**Data for this exercise**
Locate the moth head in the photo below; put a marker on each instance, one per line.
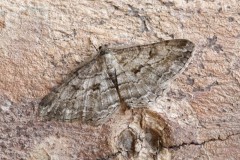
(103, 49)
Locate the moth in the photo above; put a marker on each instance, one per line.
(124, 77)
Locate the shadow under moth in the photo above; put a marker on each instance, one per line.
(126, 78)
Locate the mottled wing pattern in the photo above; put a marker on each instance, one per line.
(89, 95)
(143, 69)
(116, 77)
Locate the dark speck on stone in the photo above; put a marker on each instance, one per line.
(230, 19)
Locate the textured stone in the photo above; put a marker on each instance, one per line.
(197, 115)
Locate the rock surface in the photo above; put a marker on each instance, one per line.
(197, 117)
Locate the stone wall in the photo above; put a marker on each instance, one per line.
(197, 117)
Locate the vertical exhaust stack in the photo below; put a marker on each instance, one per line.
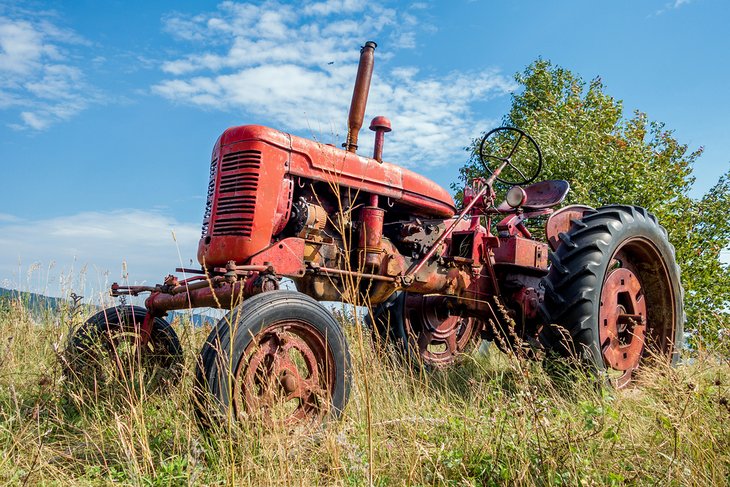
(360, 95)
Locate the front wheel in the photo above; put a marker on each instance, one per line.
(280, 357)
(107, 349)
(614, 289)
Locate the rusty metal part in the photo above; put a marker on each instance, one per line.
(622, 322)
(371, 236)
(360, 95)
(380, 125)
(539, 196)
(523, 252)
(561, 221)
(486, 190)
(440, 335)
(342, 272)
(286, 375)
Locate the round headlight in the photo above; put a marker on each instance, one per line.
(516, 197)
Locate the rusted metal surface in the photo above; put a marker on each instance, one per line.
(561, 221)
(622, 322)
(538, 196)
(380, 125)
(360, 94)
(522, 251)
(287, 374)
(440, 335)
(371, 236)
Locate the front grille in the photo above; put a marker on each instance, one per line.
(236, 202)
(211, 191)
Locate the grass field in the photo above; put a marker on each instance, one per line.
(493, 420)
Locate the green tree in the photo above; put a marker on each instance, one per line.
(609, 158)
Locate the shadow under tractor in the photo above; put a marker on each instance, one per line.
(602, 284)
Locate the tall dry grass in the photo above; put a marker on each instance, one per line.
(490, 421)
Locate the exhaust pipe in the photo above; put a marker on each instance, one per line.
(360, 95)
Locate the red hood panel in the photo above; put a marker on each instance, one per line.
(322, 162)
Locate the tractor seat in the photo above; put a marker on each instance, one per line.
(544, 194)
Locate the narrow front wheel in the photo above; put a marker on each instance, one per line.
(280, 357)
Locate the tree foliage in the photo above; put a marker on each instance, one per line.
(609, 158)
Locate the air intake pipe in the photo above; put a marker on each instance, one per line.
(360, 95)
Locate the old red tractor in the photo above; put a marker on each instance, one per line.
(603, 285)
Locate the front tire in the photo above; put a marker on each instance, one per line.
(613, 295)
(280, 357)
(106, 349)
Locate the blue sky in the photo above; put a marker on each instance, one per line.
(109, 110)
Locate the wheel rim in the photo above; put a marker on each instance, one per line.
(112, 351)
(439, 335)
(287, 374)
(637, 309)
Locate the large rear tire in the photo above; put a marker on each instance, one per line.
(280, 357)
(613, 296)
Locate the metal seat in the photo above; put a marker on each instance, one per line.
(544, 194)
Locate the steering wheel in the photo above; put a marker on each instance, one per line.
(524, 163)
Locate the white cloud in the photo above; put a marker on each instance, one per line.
--
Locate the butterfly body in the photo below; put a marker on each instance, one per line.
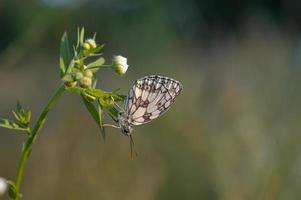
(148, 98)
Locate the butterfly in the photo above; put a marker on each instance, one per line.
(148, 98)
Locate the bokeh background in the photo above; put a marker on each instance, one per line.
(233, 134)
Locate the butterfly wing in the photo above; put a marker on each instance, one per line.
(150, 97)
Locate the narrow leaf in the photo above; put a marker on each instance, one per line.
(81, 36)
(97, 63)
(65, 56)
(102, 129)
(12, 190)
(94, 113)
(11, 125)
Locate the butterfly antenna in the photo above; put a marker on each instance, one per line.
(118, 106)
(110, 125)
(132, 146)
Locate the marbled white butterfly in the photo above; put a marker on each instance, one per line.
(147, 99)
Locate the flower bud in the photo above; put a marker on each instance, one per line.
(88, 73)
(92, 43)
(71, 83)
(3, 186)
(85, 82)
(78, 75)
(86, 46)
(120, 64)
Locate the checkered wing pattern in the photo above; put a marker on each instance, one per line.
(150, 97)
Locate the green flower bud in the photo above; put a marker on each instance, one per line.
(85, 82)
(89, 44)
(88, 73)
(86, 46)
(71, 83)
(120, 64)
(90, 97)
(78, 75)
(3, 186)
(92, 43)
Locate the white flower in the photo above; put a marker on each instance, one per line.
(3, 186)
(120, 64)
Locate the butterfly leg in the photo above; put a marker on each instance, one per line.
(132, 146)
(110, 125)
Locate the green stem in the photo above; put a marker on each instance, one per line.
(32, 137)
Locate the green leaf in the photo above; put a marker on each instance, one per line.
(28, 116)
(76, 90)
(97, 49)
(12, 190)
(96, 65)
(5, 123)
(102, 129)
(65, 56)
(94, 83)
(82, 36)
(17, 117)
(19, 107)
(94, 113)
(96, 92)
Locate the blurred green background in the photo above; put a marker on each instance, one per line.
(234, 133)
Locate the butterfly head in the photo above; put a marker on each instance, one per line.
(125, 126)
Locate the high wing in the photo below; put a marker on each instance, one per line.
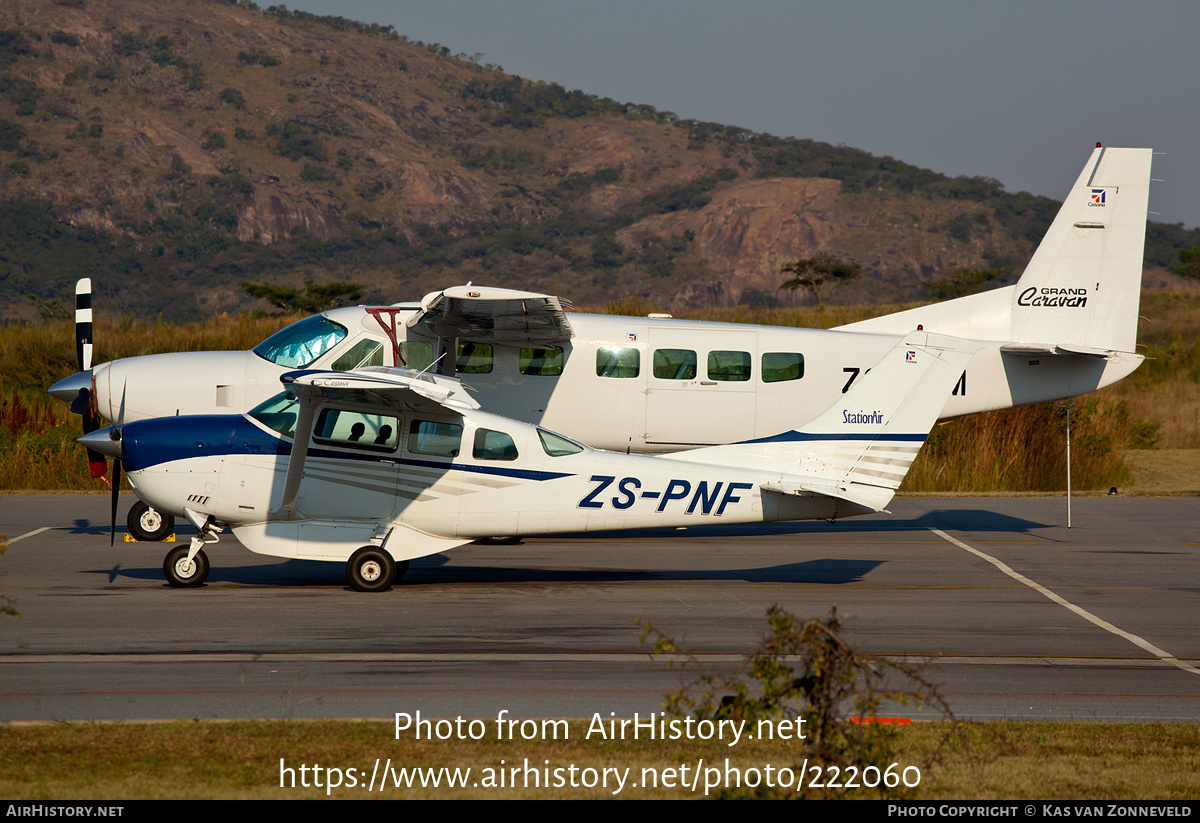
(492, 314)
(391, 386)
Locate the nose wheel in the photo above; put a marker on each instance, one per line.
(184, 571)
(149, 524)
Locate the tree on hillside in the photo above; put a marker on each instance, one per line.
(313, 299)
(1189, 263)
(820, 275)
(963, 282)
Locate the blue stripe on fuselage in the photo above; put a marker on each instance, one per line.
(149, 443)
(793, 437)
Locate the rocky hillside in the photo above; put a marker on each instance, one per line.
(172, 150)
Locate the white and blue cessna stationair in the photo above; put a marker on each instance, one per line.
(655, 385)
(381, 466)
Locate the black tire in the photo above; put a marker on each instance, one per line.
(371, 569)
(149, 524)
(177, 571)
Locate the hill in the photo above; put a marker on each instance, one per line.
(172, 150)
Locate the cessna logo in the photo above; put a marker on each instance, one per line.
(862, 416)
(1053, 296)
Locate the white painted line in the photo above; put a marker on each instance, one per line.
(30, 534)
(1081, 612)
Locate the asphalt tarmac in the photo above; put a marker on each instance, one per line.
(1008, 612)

**Exercise brief**
All that is wanted is a faithful reproduction of the line above with "Locate the tree foliage", the line with "Locate the white cloud", and every line in between.

**Completed exercise**
Locate the tree foliage in the photo above; put a marker on each instance, one per line.
(609, 158)
Locate the air intake pipe in the photo above; put a marker on each instance, one per line.
(360, 95)
Locate the old red tractor in the photo above; put a marker on each instance, one per line.
(603, 285)
Locate the front tire in the photo above; put a marker on each instance, one per line.
(613, 295)
(280, 357)
(106, 349)
Locate the blue sky in the photo above; put a marker on each instance, one per line.
(109, 110)
Locate the wheel rim in the photo above; put a marker on each instance, one per line.
(112, 351)
(439, 335)
(287, 374)
(637, 309)
Locate the large rear tire in the photo above; put a marker on each instance, one per line.
(280, 357)
(613, 296)
Locate the metal seat in the photo above; put a marker on each instance, one per line.
(544, 194)
Locate the steering wheel in the photo above; put a marker on each instance, one per line.
(524, 163)
Locate the white cloud in the photo above; put a marker on each instance, one per line.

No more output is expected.